Beantworten Sie anhand des Lesetexts:
1. Wer ist als Berater ausgeschlossen?
2. Mit welchen Angaben ist die Bescheinigung der Beratungsstelle zu versehen?
3. Welche Strafe sieht § 219a Abs. 1 vor?

_Lesetext_
——
5Das Nähere regelt das Schwangerschaftskonfliktgesetz.
(2) 1Die Beratung hat nach dem Schwangerschaftskonfliktgesetz durch eine anerkannte Schwangerschaftskonfliktberatungsstelle zu erfolgen. 2Die Beratungsstelle hat der Schwangeren nach Abschluß der Beratung hierüber eine mit dem Datum des letzten Beratungsgesprächs und dem Namen der Schwangeren versehene Bescheinigung nach Maßgabe des Schwangerschaftskonfliktgesetzes auszustellen. 3Der Arzt, der den Abbruch der Schwangerschaft vornimmt, ist als Berater ausgeschlossen.
§ 219a Werbung für den Abbruch der Schwangerschaft
(1) 1Wer öffentlich, in einer Versammlung oder durch Verbreiten
von Schriften (§ 11 Abs. 3) seines Vermögensvorteils wegen oder
in grob anstößiger Weise
1. eigene oder fremde Dienste zur Vornahme oder Förderung eines
Schwangerschaftsabbruchs oder
2. Mittel, Gegenstände oder Verfahren, die zum Abbruch der Schwangerschaft
geeignet sind, unter Hinweis auf diese Eignung
anbietet, ankündigt, anpreist oder Erklärungen solchen Inhalts
bekanntgibt, wird mit Freiheitsstrafe bis zu zwei Jahren oder mit Geldstrafe
bestraft.
——
_Datenauszug_
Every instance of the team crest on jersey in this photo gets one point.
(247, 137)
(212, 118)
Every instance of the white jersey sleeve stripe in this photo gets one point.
——
_Schriftliche Antwort_
1. Der Arzt, der den Abbruch der Schwangerschaft vornimmt.
2. Mit dem Datum des letzten Beratungsgesprächs und dem Namen der Schwangeren.
3. Freiheitsstrafe bis zu zwei Jahren oder Geldstrafe.